PASSAGE FOR REVIEW -
Non-zero averaging dipolar interaction was revealed as the dominant relaxation mechanism in cartilage at 3T5. Given fast exchange between free and bound water, R2 could be ascribed to an isotropic (Ri2) and an anisotropic (R(θ)a2=Ra2∗((1−3cos2θ)/2)2) contributions6. Likewise, R1ρ can be characterized with Ri2 and R(θ)a2/(1+4ω21τ2c) , assuming that Ri2 and R(θ)a2 are, respectively, induced by ps and µs-ms time-scale dynamics. Hence, R2−R1ρ can be written as R(θ)a2(4ω21τ2c/(1+4ω21τ2c)) or R(θ)a2 when ω1τc>>1.
R2 mapping was acquired using an interleaved multi-slice multi-echo TSE sequence using TE of n*6.1 ms, n=1 to 8. The reconstructed voxel size was 0.24*0.24*3.00 mm3. TR was 2.5 s and total scan time was 9 minutes. R1ρ mapping was collected using a T1-enhanced 3D TFE sequence with a segmented k-space scheme. A spin-lock RF strength (ω1/2π) was 500 Hz with duration of 0, 10, 20, 30 and 40 ms, respectively. Scan time was 11 minutes with TR/TE of 12.0/6.1 ms, turbo factor of 64, number of TFE shots of 83, shot interval of 2 s.
R2 and R1ρ maps were created by pixel-wise curve-fittings to an exponential decay model with two parameters, and R(θ)a2 map was extracted from a single 3D T2W dataset (TE=48.8 ms)2. Public and in-house software was used for image co-registration and whole cartilage manual or automatic angular-radial segmentation2. Left or right knee on two subjects was collected in the sagittal plane using a Philips 3T MR scanner. All image visualization and data analysis were performed using a software developed in IDL 8.5 (Exelis Visual Information Solutions, Boulder, CO).

WHAT TO DO -
1 > In the passage on cartilage MRI relaxation, what spin-lock RF strength was used for R1ρ mapping?
2 > Proceed with the passage on cartilage MRI relaxation, picking up after its final sentence.
None of the items are needed here.

RECORDS -
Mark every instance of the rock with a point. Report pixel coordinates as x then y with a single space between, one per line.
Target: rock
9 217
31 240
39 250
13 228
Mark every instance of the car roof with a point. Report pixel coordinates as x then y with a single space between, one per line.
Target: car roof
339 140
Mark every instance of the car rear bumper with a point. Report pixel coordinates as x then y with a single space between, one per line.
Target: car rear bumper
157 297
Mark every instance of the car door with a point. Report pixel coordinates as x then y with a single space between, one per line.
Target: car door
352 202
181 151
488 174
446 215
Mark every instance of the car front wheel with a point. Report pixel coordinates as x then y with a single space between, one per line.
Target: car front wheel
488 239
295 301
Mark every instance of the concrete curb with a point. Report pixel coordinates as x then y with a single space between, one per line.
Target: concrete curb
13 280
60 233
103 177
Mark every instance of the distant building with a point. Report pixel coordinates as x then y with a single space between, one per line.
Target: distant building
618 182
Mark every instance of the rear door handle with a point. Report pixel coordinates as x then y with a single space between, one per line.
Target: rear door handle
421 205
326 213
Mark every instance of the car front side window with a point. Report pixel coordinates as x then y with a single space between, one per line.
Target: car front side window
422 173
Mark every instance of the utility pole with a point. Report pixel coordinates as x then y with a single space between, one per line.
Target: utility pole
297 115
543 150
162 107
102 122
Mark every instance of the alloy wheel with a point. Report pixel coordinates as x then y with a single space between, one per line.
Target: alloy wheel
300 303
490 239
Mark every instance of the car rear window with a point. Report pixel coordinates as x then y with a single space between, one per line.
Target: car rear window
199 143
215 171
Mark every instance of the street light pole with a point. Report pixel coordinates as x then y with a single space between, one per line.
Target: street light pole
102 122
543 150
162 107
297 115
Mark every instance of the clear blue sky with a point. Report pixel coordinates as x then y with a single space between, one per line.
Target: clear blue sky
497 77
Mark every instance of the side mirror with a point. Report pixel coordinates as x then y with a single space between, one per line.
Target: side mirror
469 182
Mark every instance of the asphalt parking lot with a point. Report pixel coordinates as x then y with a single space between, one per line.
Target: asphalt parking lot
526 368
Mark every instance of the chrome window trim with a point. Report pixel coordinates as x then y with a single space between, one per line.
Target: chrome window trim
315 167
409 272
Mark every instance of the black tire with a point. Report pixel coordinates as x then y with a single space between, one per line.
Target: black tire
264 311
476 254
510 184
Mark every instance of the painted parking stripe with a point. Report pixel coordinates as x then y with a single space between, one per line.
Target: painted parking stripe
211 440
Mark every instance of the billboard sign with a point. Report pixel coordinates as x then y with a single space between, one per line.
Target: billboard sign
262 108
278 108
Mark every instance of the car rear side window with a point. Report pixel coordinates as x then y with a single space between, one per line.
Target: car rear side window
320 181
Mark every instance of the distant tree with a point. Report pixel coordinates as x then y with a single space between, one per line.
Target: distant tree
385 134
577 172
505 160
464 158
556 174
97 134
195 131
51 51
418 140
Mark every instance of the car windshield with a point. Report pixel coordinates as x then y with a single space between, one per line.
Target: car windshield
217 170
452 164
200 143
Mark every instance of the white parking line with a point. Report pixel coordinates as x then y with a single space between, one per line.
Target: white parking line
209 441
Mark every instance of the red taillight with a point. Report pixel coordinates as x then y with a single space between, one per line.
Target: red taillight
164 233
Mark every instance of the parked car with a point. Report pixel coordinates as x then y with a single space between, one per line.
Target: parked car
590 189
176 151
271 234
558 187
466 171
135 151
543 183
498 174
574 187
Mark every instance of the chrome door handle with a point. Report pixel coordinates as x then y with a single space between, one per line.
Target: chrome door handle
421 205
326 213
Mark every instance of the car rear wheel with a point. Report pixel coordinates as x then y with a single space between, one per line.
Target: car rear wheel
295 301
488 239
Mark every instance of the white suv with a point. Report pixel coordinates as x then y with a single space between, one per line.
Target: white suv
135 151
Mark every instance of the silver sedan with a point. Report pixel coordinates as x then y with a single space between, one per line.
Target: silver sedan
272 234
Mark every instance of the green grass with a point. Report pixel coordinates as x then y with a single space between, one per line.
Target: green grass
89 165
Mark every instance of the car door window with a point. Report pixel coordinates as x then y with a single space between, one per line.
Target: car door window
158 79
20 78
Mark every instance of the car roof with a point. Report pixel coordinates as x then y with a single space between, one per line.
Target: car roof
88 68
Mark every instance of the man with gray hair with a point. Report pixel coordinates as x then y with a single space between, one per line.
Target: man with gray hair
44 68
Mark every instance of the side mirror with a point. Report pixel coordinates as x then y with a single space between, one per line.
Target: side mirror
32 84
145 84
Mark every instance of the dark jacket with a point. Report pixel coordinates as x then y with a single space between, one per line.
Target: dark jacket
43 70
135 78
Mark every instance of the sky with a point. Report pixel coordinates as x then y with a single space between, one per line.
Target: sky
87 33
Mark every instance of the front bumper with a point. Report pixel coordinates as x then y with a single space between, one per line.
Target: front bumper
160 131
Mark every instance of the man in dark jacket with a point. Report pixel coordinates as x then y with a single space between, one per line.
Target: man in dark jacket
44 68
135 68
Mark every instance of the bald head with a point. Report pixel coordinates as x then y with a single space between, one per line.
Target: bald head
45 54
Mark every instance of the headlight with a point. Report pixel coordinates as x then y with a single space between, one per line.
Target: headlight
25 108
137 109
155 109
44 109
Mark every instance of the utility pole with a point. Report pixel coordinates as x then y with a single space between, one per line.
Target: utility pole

ANSWER SECTION -
1 > 500 Hz

2 >
Results and Discussions
A schematic drawing is shown in Figure 1a to denote femoral cartilage spatial orientations and angular-radial ROI segmentations. Figure 1b presents a representative medial side T2W image from left knee with ROI segmentations. R2 and R1ρ values from these segmented ROIs in the deep and superficial zones are plotted in Fig. 2a, highlighting the reduced and less orientation-dependent R1ρ. As predicted, R2−R1ρ was predominantly smaller than R(θ)a2 as shown in Fig. 2b that resulted from the restricted spin-lock RF strength (500 Hz) used in clinical scans. Previous investigations demonstrated that cartilage R1ρ anisotropy could be completely removed when using ω1/2π > 2000 Hz7,8.
Original R2 (a, e) and R1ρ (b, f), along with composite R2−R1ρ (c, g) and derived R(θ)a2 (d, h) parametric maps from both the deep (a-d) and superficial (e-h) zones are shown in Figure 3 and Figure 4 for left and right knee, respectively. The white arrows in Figure 3 indicate the spatial location for the image shown in Fig, 1b. Compared with R2 maps, R1ρ had comparable values in both zones that were largely determined by the orientation-independent contributions.
An isotropic chemical exchange (Rex) effect hardly contributes to R2 and R1ρ at 3T5, consistent with the simulated result of 0.056 [1/s] (see ref. fig.5 caption)9. This conclusion was further supported by a recent study showing that R2 and R1ρ had very similar values for human normal knees measured at 3T and 7T10.
Consistent with the theoretical predication, the orientation-dependent information derived from R2−R1ρ and R(θ)a2 was almost indistinguishable especially in the deep zone for two subjects, suggesting that the diagnostically most relevant information in cartilage8 could be easily and efficiently obtained with a minimum cost to clinical MR scan times2.
Conclusion
A composite metric R2−R1ρ was shown as an incomplete anisotropic R(θ)a2, and preliminary comparable results supported the theoretical treatments on both R2 and R1ρ. The potential to significantly reduce clinical MR scan times in deriving diagnostically most relevant information in cartilage warrants further evaluations and validations for the newly developed method in large clinical studies.